__Stored data__.
#####
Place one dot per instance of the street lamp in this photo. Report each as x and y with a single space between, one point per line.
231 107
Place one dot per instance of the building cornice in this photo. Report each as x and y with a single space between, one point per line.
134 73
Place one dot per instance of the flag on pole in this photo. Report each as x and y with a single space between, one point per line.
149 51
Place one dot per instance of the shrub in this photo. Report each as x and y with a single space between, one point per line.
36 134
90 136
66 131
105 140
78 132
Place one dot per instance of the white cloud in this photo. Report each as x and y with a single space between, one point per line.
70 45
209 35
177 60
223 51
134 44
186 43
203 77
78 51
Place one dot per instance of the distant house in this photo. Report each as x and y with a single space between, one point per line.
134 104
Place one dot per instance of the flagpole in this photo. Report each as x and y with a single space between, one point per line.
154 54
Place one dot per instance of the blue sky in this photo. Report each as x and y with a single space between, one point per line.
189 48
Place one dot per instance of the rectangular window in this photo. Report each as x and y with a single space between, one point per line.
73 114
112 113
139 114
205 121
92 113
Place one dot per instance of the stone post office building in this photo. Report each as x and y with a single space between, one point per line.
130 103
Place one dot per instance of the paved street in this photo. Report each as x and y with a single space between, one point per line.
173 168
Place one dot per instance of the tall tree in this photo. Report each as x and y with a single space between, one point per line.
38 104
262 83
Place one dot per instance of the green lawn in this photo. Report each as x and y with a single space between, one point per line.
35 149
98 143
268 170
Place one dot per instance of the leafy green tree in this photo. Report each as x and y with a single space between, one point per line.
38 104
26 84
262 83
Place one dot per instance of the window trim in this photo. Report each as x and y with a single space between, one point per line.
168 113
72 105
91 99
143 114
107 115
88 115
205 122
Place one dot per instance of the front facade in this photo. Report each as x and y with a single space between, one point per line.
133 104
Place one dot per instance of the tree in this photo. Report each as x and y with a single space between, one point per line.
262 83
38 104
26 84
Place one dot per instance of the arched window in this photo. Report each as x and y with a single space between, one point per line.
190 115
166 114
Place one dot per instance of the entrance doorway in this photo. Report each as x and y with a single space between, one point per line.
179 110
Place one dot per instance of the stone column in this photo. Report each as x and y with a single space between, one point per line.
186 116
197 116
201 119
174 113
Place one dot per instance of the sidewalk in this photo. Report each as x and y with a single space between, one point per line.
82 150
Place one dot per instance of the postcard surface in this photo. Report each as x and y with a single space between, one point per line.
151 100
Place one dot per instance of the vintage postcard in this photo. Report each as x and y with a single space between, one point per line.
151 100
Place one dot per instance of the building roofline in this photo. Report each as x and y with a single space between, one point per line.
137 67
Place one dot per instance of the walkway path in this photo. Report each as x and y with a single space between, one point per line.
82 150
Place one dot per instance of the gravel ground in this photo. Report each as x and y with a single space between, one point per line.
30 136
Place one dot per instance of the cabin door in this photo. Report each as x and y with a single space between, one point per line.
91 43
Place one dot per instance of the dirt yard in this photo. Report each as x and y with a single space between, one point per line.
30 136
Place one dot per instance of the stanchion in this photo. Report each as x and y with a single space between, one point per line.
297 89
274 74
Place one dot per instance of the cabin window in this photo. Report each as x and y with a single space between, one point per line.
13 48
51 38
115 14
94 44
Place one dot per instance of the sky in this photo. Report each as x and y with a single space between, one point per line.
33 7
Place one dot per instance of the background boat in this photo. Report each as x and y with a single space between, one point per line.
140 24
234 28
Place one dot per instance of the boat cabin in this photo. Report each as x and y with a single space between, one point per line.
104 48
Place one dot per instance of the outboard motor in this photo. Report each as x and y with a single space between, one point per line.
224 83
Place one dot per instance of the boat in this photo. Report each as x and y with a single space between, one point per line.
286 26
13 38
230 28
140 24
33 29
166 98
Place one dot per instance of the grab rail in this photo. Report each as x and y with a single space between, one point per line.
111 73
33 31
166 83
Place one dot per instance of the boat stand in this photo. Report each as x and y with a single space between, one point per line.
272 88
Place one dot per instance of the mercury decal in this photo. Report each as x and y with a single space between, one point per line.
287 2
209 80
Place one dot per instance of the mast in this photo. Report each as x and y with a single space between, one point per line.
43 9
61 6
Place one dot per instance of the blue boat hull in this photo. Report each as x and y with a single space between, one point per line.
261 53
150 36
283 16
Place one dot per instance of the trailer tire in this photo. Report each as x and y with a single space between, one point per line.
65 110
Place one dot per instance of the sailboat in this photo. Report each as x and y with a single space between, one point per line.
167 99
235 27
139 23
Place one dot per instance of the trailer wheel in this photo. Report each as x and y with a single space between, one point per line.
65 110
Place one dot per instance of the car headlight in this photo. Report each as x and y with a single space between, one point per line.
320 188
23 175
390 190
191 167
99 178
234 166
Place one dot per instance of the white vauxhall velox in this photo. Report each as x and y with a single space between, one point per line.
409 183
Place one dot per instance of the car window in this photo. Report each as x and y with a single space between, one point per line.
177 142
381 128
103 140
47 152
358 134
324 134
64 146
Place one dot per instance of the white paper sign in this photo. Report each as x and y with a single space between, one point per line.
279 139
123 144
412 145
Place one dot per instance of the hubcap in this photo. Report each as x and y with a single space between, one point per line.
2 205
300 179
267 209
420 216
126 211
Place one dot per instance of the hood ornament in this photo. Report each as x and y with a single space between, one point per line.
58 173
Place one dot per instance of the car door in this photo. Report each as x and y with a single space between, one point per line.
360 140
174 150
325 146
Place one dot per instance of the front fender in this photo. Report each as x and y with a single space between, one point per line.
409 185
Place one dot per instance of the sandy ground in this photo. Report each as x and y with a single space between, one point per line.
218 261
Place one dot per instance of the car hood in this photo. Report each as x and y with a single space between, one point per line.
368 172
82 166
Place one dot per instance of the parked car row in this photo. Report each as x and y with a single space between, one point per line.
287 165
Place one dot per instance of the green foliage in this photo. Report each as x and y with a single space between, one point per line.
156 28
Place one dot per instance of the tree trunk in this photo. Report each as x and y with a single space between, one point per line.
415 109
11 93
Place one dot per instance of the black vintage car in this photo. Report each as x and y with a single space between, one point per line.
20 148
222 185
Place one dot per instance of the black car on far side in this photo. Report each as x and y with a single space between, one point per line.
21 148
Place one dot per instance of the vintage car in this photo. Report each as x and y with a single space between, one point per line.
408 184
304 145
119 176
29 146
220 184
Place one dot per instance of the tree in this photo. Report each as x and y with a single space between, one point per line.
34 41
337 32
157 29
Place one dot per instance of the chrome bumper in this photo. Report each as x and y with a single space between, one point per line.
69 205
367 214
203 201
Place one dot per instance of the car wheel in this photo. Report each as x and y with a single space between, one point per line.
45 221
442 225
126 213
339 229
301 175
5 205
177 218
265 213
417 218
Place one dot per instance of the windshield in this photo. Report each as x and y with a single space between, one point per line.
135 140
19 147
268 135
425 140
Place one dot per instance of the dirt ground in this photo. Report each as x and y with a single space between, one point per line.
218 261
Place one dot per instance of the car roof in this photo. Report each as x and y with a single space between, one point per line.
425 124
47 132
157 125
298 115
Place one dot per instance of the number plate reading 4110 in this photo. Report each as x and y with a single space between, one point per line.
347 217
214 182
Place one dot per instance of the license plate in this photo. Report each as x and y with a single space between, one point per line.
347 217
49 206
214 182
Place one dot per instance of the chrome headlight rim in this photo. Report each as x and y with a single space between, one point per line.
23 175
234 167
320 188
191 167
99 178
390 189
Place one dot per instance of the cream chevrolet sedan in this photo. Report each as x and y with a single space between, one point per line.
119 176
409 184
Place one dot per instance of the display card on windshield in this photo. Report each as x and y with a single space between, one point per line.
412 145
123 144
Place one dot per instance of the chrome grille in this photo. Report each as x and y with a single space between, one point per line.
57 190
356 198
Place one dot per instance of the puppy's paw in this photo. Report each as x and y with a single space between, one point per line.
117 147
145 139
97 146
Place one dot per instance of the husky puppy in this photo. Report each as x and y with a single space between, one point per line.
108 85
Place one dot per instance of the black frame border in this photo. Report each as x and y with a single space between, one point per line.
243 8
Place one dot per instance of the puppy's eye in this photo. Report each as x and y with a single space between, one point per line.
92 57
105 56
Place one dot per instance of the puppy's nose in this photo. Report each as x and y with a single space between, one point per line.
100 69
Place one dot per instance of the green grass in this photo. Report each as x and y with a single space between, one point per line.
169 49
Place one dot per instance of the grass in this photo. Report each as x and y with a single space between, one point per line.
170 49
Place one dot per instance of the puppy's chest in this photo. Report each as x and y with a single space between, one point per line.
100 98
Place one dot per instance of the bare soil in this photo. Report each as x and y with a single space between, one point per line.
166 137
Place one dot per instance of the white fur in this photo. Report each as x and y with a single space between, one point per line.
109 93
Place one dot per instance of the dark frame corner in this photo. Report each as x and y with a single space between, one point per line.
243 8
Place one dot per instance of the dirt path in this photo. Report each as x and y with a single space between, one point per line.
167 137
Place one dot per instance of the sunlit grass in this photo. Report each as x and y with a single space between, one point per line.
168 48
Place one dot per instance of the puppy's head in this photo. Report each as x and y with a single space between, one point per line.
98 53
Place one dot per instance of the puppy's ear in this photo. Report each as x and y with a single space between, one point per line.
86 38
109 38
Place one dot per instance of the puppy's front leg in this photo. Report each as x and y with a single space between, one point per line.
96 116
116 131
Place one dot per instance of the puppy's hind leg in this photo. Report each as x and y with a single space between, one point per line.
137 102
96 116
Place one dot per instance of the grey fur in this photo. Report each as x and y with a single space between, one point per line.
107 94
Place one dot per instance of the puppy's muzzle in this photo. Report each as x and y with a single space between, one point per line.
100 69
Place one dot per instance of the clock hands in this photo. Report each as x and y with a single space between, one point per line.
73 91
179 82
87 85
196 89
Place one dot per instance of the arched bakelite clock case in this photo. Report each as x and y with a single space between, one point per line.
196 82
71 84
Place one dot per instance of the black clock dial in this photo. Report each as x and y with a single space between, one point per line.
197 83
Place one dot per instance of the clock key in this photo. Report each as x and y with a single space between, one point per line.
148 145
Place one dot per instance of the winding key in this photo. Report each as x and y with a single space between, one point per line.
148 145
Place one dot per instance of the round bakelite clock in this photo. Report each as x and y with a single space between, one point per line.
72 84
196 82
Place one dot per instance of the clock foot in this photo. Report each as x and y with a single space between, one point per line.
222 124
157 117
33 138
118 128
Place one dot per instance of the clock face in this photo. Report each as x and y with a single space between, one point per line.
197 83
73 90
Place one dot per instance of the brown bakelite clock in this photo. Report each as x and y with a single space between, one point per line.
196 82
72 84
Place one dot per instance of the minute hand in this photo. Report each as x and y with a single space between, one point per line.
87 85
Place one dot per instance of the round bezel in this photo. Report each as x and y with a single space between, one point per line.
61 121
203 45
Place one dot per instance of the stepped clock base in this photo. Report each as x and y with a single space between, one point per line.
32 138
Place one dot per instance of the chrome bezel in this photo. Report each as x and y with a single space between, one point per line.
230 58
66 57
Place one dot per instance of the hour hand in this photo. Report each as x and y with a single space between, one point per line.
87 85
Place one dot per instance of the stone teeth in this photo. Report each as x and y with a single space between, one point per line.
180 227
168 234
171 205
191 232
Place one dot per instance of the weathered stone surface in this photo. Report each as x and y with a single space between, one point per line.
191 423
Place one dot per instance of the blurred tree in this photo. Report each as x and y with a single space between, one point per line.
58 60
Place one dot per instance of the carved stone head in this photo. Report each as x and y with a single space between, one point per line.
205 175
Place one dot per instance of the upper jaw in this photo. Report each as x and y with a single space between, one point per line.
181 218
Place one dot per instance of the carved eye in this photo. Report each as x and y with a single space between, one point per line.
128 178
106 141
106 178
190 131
#####
__Task details__.
Quote exactly and only the lines from the one holding "Place one dot per instance of the weathered" through the end of the data.

__Complete output__.
Place one dot per instance of the weathered stone surface in this photo. Report each as x and y with a single space between, one point per line.
191 423
Place one dot per instance of the blurred tree in this photo. Report each as x and y with a single space between, one point per line.
58 60
Place one dot per instance of the carved stone head in this photo. Report each as x and y with a single space between, one point per line.
205 175
Place one dot per instance of the upper jaw in this photo. Report each as x and y with a single space between, one point per line.
181 218
Place one dot per instance of the carved eye in this photo. Report each as x and y with a single space between, one point per line.
128 178
106 141
106 178
190 131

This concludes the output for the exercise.